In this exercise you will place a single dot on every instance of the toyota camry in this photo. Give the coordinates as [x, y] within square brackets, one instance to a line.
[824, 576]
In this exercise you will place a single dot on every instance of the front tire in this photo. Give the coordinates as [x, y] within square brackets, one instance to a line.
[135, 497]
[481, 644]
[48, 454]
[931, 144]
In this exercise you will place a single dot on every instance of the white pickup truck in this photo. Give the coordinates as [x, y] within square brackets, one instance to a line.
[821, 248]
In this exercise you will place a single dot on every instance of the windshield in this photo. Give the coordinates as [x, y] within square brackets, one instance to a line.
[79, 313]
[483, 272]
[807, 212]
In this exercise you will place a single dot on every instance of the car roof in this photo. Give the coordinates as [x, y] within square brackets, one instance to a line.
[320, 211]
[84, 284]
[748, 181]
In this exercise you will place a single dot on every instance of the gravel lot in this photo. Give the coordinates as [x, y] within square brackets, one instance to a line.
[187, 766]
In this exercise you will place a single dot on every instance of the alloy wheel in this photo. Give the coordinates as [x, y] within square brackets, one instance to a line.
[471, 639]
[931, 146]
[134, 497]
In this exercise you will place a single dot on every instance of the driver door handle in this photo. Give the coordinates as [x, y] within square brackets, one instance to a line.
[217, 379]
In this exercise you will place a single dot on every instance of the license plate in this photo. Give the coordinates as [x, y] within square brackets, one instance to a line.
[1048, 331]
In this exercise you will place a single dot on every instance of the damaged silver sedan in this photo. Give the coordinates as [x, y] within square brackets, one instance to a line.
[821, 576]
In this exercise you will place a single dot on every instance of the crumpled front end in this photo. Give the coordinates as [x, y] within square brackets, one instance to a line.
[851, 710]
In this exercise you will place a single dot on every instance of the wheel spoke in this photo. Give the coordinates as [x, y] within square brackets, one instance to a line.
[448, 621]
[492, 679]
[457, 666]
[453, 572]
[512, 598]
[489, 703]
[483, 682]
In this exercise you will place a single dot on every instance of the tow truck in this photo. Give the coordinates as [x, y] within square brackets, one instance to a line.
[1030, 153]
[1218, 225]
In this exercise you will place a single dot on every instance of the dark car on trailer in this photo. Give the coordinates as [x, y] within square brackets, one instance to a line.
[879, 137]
========
**INSTRUCTION**
Could you add 30 to each coordinate in the answers and write out every line from the one containing "of the dark" through the end of the rows, request line included?

**TASK RESPONSE**
In this exercise you will place a single dot on every instance of the dark car on trailer in this photo. Give the coordinates as [x, y] within square brackets, one instance to a line.
[909, 167]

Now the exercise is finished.